## AUFGABE 1
Würden Sie die zitierte Passage unten vollständig und wortgetreu wiedergeben?

Personalwirtschaft: Herr Sattelberger, als die Personalwirtschaft 1974 das Licht der Welt erblickte, befanden Sie sich im Rahmen eines dualen Studiums in der Ausbildung bei Daimler. Wie war das damals?
Thomas Sattelberger: Das Stuttgarter Modell war neu, und wir waren stolz, dass die Bildungsarbeit der Daimler Benz AG zusammen mit anderen namhaften Firmen der Region diese besondere Art des praxisnahen Studiums geschaffen hatte. Neben Daimler waren Bosch, Hewlett Packard, Andreas Stihl und Standard Elektrik Lorenz beteiligt.
Die Partnerhochschule, die Duale Hochschule Baden-Württemberg, hieß damals noch Berufsakademie Stuttgart und feiert in diesem Jahr übrigens ebenfalls ihr 50-jähriges Bestehen.
Eine Erfolgsgeschichte. Neben der Bologna-Reform ist das die einzige gravierende Reform im deutschen Ausbildungssystem.
Warum sind Sie dann nach der Ausbildung selbst in die Ausbildungsabteilung gegangen?
Das duale Studium hat mich so erfüllt. Für mich war deshalb schnell klar, dass ich einen Job im Bildungswesen haben wollte. Als ich dann selbst Ausbildungsleiter bei Daimler war, habe ich gesehen, wie viel Innovationskraft in der Fort- und Weiterbildung steckte. 1978 gab es den ersten Kongress für Organisationsentwicklung in Eindhoven. Die Weiterbildner kamen zurück und haben geschwärmt von der Verknüpfung von Bildung und Organisation. In diesem Umfeld ist auch mein erstes Buchprojekt mit dem Titel „Organisationsentwicklung in der betrieblichen Ausbildung“ entstanden. Das Bildungswesen von Daimler und auch von Bosch waren der Inbegriff von Innovation, Aufbruch, Sturm und Drang. Wir hatten zum Beispiel den Azubis freigestellt, überhaupt noch in die Firma zu kommen. Zentrale Leitplanke waren Lernzielvereinbarungen. Das Projekt ist gescheitert. Aber dass wir das überhaupt machen konnten!

## VERFÜGBARE DATEN
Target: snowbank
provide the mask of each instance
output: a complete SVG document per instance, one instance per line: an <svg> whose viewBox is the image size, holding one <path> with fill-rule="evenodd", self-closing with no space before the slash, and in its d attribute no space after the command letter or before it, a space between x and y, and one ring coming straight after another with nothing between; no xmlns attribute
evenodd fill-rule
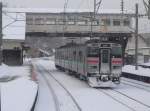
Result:
<svg viewBox="0 0 150 111"><path fill-rule="evenodd" d="M122 72L126 72L126 73L131 73L131 74L135 74L135 75L141 75L141 76L148 76L150 77L150 69L148 68L142 68L142 67L138 67L138 70L135 70L135 66L132 65L125 65L122 68Z"/></svg>
<svg viewBox="0 0 150 111"><path fill-rule="evenodd" d="M25 77L1 83L1 111L30 111L37 88L35 82Z"/></svg>
<svg viewBox="0 0 150 111"><path fill-rule="evenodd" d="M0 66L0 78L6 77L23 77L30 75L30 67L29 66L17 66L17 67L10 67L5 64Z"/></svg>
<svg viewBox="0 0 150 111"><path fill-rule="evenodd" d="M38 91L32 76L29 65L0 66L1 111L31 111Z"/></svg>

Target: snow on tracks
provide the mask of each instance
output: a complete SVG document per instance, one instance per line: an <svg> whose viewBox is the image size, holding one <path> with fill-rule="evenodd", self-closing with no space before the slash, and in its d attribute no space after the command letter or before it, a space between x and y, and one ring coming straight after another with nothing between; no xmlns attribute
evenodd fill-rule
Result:
<svg viewBox="0 0 150 111"><path fill-rule="evenodd" d="M56 111L82 111L71 93L50 72L41 67L38 66L39 72L51 90Z"/></svg>

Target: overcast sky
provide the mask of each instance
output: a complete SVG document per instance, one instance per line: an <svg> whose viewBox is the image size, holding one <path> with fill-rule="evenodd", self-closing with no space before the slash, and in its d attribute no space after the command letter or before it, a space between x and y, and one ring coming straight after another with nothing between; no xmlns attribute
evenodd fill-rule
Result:
<svg viewBox="0 0 150 111"><path fill-rule="evenodd" d="M7 7L17 8L62 8L65 0L1 0ZM70 9L93 9L94 0L69 0ZM98 1L98 0L97 0ZM135 9L135 3L139 3L140 12L144 11L143 0L124 0L125 9ZM121 0L102 0L101 9L120 9Z"/></svg>

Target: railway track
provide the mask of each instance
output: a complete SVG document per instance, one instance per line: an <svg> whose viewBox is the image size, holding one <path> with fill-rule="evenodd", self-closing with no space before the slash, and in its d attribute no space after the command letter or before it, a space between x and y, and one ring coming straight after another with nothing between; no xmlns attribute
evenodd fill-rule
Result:
<svg viewBox="0 0 150 111"><path fill-rule="evenodd" d="M107 95L108 97L112 98L114 101L118 102L119 104L127 107L128 109L130 109L131 111L136 111L134 108L130 107L128 104L125 104L124 102L122 102L121 100L115 98L112 94L108 93L107 91L104 90L99 90L100 92L102 92L103 94Z"/></svg>
<svg viewBox="0 0 150 111"><path fill-rule="evenodd" d="M117 91L114 89L98 89L98 91L104 93L105 95L112 98L114 101L118 102L119 104L127 107L131 111L141 111L141 110L142 111L149 111L150 110L149 105L146 105L143 102L138 101L138 100L136 100L136 99L120 92L120 91ZM117 97L115 96L116 95L115 93L117 94ZM139 107L139 109L137 107Z"/></svg>
<svg viewBox="0 0 150 111"><path fill-rule="evenodd" d="M120 91L117 91L117 90L114 90L114 89L113 89L112 91L114 91L114 92L116 92L116 93L119 93L119 94L121 94L121 95L123 95L123 96L125 96L125 97L127 97L127 98L129 98L129 99L131 99L131 100L133 100L133 101L135 101L135 102L137 102L137 103L139 103L139 104L141 104L141 105L147 107L147 108L150 108L150 105L147 105L147 104L145 104L145 103L143 103L143 102L141 102L141 101L139 101L139 100L137 100L137 99L135 99L135 98L133 98L133 97L130 97L130 96L128 96L127 94L124 94L124 93L122 93L122 92L120 92Z"/></svg>
<svg viewBox="0 0 150 111"><path fill-rule="evenodd" d="M126 79L122 79L122 84L125 84L125 85L129 85L129 86L133 86L133 87L136 87L136 88L139 88L139 89L142 89L142 90L145 90L147 92L150 92L150 85L144 85L142 83L137 83L137 82L134 82L134 81L130 81L130 80L126 80Z"/></svg>
<svg viewBox="0 0 150 111"><path fill-rule="evenodd" d="M38 72L40 72L40 74L43 73L42 70L39 67L38 67L38 69L39 69ZM60 106L59 106L59 100L57 98L57 95L55 94L55 91L54 91L53 87L51 86L51 84L49 83L48 79L45 77L44 74L43 75L41 74L41 76L43 77L43 79L45 80L48 88L51 91L51 94L52 94L52 97L53 97L53 100L54 100L54 104L55 104L55 110L56 111L61 111Z"/></svg>
<svg viewBox="0 0 150 111"><path fill-rule="evenodd" d="M78 111L82 111L80 105L77 103L77 101L75 100L75 98L72 96L72 94L67 90L67 88L61 83L59 82L53 75L52 75L52 72L48 71L47 69L45 69L43 66L40 65L41 68L39 69L44 69L44 71L48 74L48 76L50 78L52 78L53 80L55 80L55 82L57 82L59 84L59 86L64 89L64 91L67 93L67 95L71 98L71 100L73 101L73 103L75 104L76 108ZM44 75L44 74L43 74ZM52 91L52 94L54 95L54 101L55 101L55 106L56 107L59 107L59 100L58 100L58 97L57 95L55 94L55 91L54 89L52 88L52 86L50 85L47 77L44 75L43 76L45 81L47 82L48 86L50 87L51 91ZM56 111L61 111L60 108L57 108Z"/></svg>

## AUFGABE 2
Können Sie aus der Auflistung oben nur die Zeilen, beginnend mit der Zeile, die „Target: overcast sky“ enthält, bis einschließlich der Zeile mit „7L17 8L62 8L65“, in eine JSON-Liste von Strings umschreiben, mit einem String pro Zeile und ohne Leerzeilen?

## VOLLSTÄNDIGE AUSGABE 1
Personalwirtschaft: Herr Sattelberger, als die Personalwirtschaft 1974 das Licht der Welt erblickte, befanden Sie sich im Rahmen eines dualen Studiums in der Ausbildung bei Daimler. Wie war das damals?
Thomas Sattelberger: Das Stuttgarter Modell war neu, und wir waren stolz, dass die Bildungsarbeit der Daimler Benz AG zusammen mit anderen namhaften Firmen der Region diese besondere Art des praxisnahen Studiums geschaffen hatte. Neben Daimler waren Bosch, Hewlett Packard, Andreas Stihl und Standard Elektrik Lorenz beteiligt.
Die Partnerhochschule, die Duale Hochschule Baden-Württemberg, hieß damals noch Berufsakademie Stuttgart und feiert in diesem Jahr übrigens ebenfalls ihr 50-jähriges Bestehen.
Eine Erfolgsgeschichte. Neben der Bologna-Reform ist das die einzige gravierende Reform im deutschen Ausbildungssystem.
Warum sind Sie dann nach der Ausbildung selbst in die Ausbildungsabteilung gegangen?
Das duale Studium hat mich so erfüllt. Für mich war deshalb schnell klar, dass ich einen Job im Bildungswesen haben wollte. Als ich dann selbst Ausbildungsleiter bei Daimler war, habe ich gesehen, wie viel Innovationskraft in der Fort- und Weiterbildung steckte. 1978 gab es den ersten Kongress für Organisationsentwicklung in Eindhoven. Die Weiterbildner kamen zurück und haben geschwärmt von der Verknüpfung von Bildung und Organisation. In diesem Umfeld ist auch mein erstes Buchprojekt mit dem Titel „Organisationsentwicklung in der betrieblichen Ausbildung“ entstanden. Das Bildungswesen von Daimler und auch von Bosch waren der Inbegriff von Innovation, Aufbruch, Sturm und Drang. Wir hatten zum Beispiel den Azubis freigestellt, überhaupt noch in die Firma zu kommen. Zentrale Leitplanke waren Lernzielvereinbarungen. Das Projekt ist gescheitert. Aber dass wir das überhaupt machen konnten!

## VOLLSTÄNDIGE AUSGABE 2
[
  "Target: overcast sky",
  "provide the mask of each instance",
  "output: a complete SVG document per instance, one instance per line: an <svg> whose viewBox is the image size, holding one <path> with fill-rule=\"evenodd\", self-closing with no space before the slash, and in its d attribute no space after the command letter or before it, a space between x and y, and one ring coming straight after another with nothing between; no xmlns attribute",
  "evenodd fill-rule",
  "Result:",
  "<svg viewBox=\"0 0 150 111\"><path fill-rule=\"evenodd\" d=\"M7 7L17 8L62 8L65 0L1 0ZM70 9L93 9L94 0L69 0ZM98 1L98 0L97 0ZM135 9L135 3L139 3L140 12L144 11L143 0L124 0L125 9ZM121 0L102 0L101 9L120 9Z\"/></svg>"
]